> _Exercise_
Can you format the data as a two-column CSV with the columns "prompt" and "points", one row per request? Begin at the line that contains "of the concrete" and stop after the line that contains "<point>856,575</point>". Put the request text and its answer each in one quoted field, with line breaks replaced by spaces.

Pointing dataset excerpts:
-----
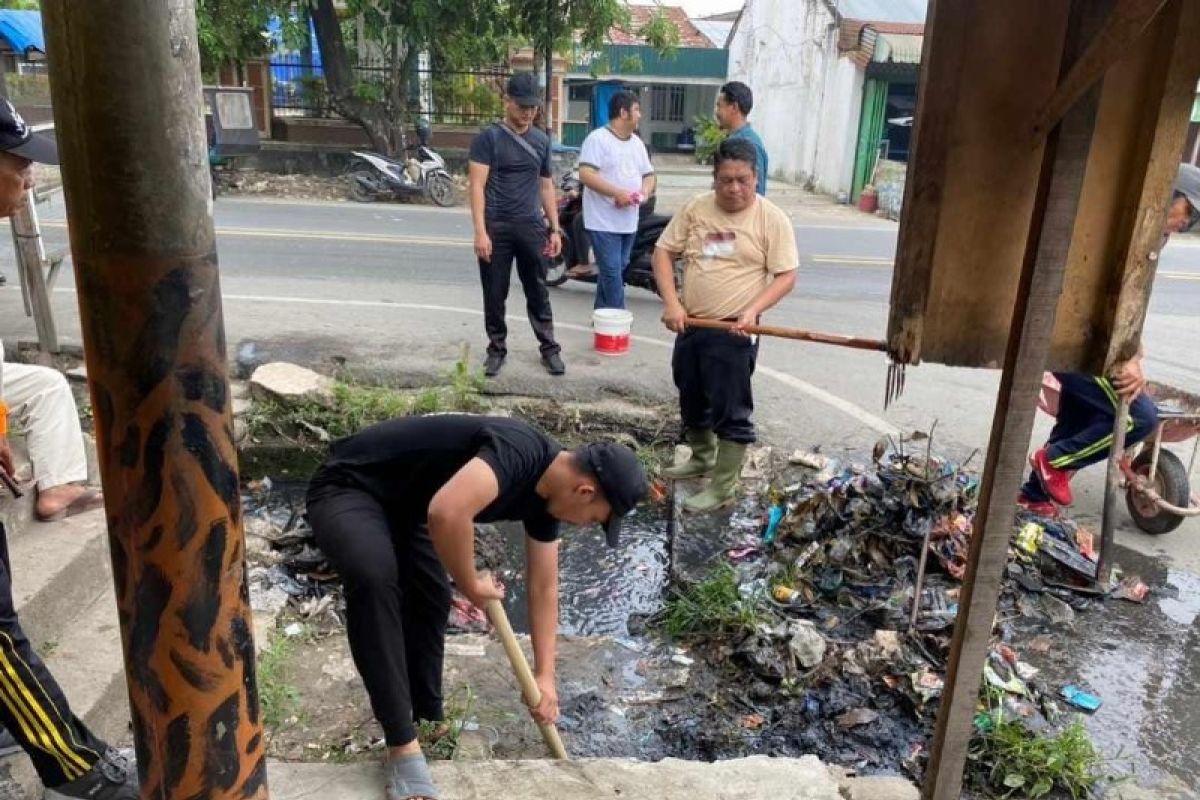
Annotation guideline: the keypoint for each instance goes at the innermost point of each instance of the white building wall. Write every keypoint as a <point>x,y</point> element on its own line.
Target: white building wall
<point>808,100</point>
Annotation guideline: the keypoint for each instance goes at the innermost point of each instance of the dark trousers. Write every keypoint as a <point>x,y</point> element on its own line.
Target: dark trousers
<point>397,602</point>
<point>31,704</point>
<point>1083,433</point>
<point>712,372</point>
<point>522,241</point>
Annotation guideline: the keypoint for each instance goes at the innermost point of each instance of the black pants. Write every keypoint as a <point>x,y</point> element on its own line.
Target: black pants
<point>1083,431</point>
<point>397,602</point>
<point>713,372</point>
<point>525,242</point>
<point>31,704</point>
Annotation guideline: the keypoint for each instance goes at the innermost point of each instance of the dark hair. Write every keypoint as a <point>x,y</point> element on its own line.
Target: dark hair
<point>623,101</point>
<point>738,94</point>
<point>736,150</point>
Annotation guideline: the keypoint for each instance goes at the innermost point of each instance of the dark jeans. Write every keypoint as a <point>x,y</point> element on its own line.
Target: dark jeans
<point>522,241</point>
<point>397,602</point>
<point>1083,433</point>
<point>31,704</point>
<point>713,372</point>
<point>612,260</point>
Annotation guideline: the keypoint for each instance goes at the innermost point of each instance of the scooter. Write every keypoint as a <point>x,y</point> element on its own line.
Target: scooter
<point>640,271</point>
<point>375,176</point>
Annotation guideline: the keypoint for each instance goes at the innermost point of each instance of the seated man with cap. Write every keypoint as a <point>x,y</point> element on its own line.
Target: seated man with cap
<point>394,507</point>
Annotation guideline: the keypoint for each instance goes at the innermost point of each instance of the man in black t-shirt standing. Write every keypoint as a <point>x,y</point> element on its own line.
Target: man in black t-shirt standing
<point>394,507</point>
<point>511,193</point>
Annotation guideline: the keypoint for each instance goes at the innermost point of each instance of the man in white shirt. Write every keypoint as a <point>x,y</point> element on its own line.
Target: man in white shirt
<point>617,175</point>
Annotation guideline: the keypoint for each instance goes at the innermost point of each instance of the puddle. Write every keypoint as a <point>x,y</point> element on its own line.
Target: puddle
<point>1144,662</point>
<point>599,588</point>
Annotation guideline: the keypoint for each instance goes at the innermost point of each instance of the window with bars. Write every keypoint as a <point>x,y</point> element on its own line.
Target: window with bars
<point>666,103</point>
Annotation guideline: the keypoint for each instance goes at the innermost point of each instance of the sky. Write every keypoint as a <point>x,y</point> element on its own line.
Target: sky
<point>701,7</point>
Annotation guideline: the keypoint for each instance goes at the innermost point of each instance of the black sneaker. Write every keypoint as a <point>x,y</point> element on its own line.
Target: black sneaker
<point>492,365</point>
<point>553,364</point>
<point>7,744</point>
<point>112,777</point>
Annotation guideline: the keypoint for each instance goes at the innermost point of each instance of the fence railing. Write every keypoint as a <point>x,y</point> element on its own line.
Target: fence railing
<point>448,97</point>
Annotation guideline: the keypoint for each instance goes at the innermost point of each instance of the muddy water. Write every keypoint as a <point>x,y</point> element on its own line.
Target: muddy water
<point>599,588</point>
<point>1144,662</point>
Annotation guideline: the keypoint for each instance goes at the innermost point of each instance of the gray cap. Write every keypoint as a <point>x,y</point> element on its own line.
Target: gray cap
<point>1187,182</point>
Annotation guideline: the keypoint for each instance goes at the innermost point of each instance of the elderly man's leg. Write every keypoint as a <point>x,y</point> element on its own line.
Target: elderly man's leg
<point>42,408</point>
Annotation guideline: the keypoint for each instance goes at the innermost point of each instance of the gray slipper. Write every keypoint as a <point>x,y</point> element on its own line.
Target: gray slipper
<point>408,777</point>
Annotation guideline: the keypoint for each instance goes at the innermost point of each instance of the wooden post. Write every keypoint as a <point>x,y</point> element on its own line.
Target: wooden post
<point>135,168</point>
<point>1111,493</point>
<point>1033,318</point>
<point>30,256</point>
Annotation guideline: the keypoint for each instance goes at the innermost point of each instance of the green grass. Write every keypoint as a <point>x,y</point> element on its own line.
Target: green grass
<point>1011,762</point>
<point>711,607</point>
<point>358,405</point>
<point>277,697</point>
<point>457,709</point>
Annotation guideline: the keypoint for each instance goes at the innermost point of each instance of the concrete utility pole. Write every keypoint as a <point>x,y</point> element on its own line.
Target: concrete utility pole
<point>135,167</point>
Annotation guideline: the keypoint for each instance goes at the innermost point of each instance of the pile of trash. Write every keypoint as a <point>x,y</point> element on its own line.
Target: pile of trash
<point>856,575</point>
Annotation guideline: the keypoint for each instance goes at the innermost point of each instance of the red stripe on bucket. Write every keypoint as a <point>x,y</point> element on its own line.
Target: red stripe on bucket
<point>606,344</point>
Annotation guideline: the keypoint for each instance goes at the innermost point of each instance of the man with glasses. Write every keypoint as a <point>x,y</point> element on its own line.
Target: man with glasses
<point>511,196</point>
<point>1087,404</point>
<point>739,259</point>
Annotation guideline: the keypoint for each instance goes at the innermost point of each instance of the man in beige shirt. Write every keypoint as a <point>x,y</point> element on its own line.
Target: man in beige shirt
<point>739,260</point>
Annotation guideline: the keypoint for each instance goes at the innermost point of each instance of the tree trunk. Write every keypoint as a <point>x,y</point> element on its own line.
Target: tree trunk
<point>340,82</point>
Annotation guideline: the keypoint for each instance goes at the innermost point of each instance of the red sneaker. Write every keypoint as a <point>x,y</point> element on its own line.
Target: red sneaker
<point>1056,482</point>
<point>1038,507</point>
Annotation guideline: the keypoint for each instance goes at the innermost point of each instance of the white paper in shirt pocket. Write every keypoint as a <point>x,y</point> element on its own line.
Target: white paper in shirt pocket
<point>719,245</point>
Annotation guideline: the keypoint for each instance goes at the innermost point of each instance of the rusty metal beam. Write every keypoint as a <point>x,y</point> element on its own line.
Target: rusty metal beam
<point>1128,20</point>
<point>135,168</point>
-----
> _Response for this exercise_
prompt,points
"Annotation guideline: the keypoint for each instance goes at the innermost point of each instance of the concrete utility pole. Write every keypoint as a <point>x,y</point> element on its own line. Target: concrete utility pole","<point>135,167</point>"
"Annotation guideline: the keypoint for each instance goes at the innermost point of each instance of the pile of trash. Write every keypoint as a <point>x,y</point> element on its own line. Target: pile of trash","<point>856,575</point>"